Top of Supplied data
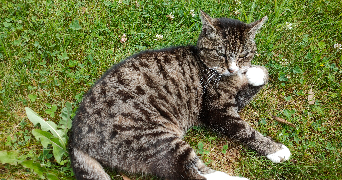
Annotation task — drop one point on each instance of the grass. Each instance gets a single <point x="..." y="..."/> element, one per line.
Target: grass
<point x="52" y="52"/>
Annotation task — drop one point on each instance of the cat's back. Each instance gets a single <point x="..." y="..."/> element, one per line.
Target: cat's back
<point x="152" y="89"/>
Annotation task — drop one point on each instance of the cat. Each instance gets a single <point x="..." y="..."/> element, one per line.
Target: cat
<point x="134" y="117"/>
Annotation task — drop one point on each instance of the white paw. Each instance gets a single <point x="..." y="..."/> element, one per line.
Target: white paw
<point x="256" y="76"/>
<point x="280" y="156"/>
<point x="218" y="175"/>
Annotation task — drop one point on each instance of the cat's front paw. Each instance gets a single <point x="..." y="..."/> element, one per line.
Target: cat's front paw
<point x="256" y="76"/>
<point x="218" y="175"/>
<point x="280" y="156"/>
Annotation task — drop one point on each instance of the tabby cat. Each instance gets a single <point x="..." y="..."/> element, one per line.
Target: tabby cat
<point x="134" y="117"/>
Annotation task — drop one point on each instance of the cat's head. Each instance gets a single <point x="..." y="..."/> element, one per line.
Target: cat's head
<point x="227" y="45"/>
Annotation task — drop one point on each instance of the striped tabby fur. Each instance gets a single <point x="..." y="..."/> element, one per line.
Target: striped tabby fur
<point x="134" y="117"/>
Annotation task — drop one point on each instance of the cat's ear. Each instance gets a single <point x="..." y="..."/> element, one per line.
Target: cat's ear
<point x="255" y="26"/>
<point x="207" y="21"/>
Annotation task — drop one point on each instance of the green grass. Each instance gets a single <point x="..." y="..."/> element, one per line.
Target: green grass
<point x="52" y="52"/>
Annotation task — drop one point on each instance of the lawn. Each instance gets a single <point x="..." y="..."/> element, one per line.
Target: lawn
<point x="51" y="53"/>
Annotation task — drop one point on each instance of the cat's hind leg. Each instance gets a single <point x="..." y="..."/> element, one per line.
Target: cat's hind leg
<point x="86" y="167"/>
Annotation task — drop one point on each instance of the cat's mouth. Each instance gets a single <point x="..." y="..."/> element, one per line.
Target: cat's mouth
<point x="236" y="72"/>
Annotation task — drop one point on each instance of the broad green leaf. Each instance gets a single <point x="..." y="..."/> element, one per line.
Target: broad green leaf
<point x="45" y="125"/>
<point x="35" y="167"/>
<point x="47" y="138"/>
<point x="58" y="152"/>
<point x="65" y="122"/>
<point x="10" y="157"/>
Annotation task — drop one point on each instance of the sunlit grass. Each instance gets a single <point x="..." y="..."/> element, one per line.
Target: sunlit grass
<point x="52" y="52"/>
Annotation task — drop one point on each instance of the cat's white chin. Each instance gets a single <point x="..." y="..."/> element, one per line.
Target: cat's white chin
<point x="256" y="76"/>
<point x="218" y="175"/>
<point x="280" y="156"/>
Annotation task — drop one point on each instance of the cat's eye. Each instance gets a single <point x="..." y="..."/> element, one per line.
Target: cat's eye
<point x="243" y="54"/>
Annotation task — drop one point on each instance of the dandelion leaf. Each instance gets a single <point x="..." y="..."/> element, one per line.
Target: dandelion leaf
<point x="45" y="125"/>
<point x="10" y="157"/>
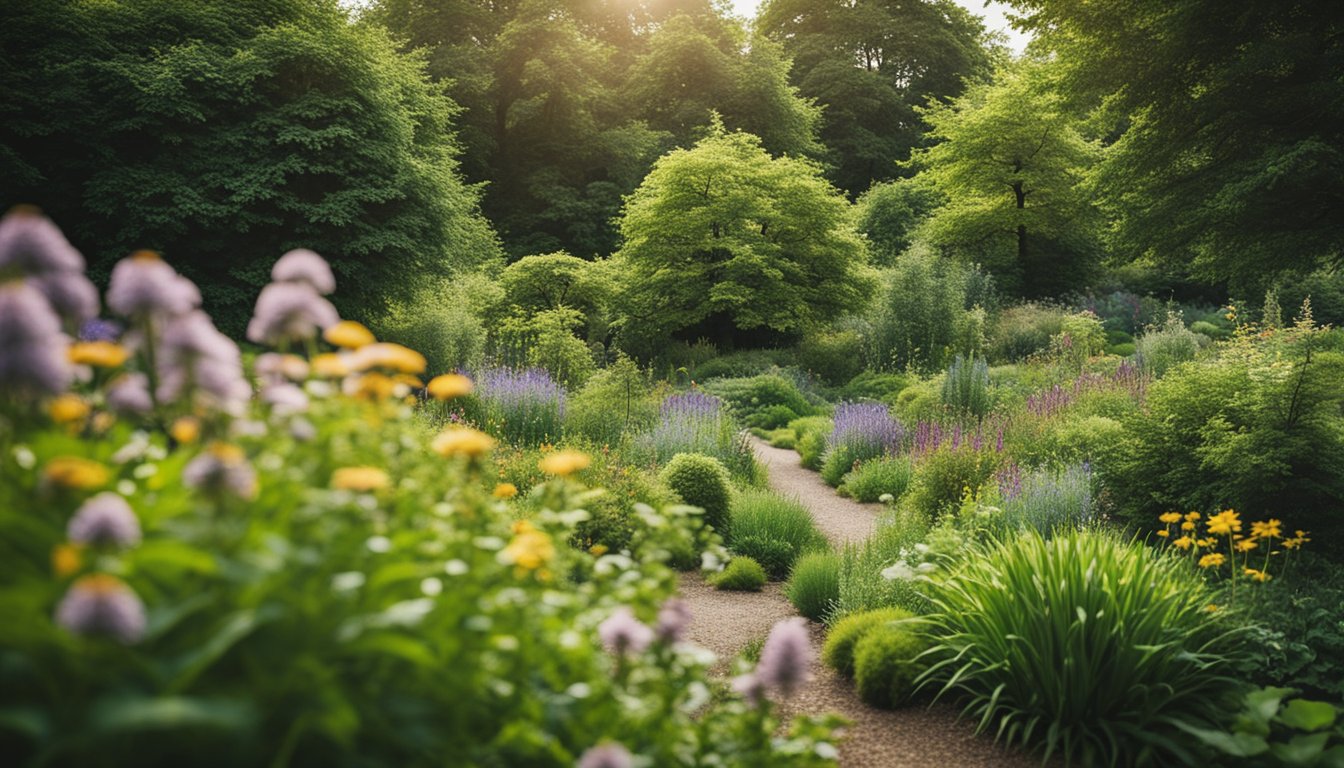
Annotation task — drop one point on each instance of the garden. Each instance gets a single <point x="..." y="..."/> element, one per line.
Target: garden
Bottom of Supplied data
What to work on: Take every entry and repeat it verbatim, minus the pictures.

Written answer:
Annotation task — drop one point on each instance of the grass. Each instance gets a single <point x="..." y="..."/> element, one per line.
Target: grass
<point x="52" y="52"/>
Annotation task — drop one point on each instance of the cat's back. Each instance gets a single <point x="..." y="..."/> element, one per line.
Target: cat's back
<point x="152" y="89"/>
Annotation task — drop one point on each instance of the cat. Each instance gets a single <point x="..." y="..."/> element, one per line.
Target: cat
<point x="134" y="117"/>
Annotation task — drop one point on each instance of the white paw. Each instance gets a single <point x="..." y="..."/> element, one per line.
Target: white paw
<point x="256" y="76"/>
<point x="280" y="156"/>
<point x="218" y="175"/>
Annotation task — drop one point on each instance of the cat's front paw. Each instance gets a single <point x="..." y="..."/> element, one per line.
Target: cat's front paw
<point x="256" y="76"/>
<point x="218" y="175"/>
<point x="280" y="156"/>
Annotation task — drop one point on each instance of the tabby cat. Each instance gets a single <point x="..." y="..."/> element, one per line.
Target: tabby cat
<point x="134" y="117"/>
Annotation task — drop one point on each instance of the cat's head. Each instance gets a single <point x="..." y="..."/> element, one per line.
Target: cat's head
<point x="227" y="45"/>
Annotation task — drop one point on each instance of the striped tabby fur. Each instance gets a single <point x="..." y="..."/> element, one per line.
Target: striped tabby fur
<point x="134" y="117"/>
Annotation task — drop one point on each instance of the cat's ear. Each instance gets a single <point x="..." y="..."/> element, one per line.
Target: cat's ear
<point x="255" y="26"/>
<point x="207" y="21"/>
Annotation task — drop one point on each instance of the green grass. Each instance gets a single <point x="..." y="..."/> element, one per line.
Target: green grass
<point x="52" y="52"/>
Annotation task — drop one point on each instance of the lawn. Each instance gets a single <point x="..." y="..."/> element, one per line.
Target: lawn
<point x="51" y="53"/>
Annotation task — drop one point on each instance of the cat's hind leg. Each instance gets a single <point x="..." y="..."/> element, one per line.
Target: cat's hind leg
<point x="86" y="167"/>
Annotation task — drop one point on each instance of the cat's mouth. Each instance gets a single <point x="..." y="..."/> element, one per line.
Target: cat's mouth
<point x="236" y="72"/>
Annotation task — drop one point on each instance of the broad green leaf. Each instance gets a single <point x="..." y="..."/> element, one per line.
Target: broad green leaf
<point x="45" y="125"/>
<point x="35" y="167"/>
<point x="47" y="138"/>
<point x="58" y="152"/>
<point x="65" y="122"/>
<point x="10" y="157"/>
Annotation task — drop one point on each instance of the sunlit grass. Each instance gets a single <point x="..." y="..."/> element, one per line.
Target: sunlit grass
<point x="52" y="52"/>
Annotation task — drop one point on each instance of the cat's white chin. Each instance gets a single <point x="..." y="..."/> element, one per line.
Target: cat's white chin
<point x="256" y="76"/>
<point x="218" y="175"/>
<point x="280" y="156"/>
Annotation task — drop one point on each instance of the cat's eye. Each instance gets a single <point x="..." y="..."/> element, one per line.
Target: cat's eye
<point x="243" y="54"/>
Annotation task — drop one point on each instance of the dandelion leaf. Each instance gets a single <point x="..." y="..."/> element, one per line.
Target: dandelion leaf
<point x="45" y="125"/>
<point x="10" y="157"/>
Annotation task — drop one point on each instance of the garden. Each instance gets a single <point x="..." y="..."/> element, one per line.
Target: garden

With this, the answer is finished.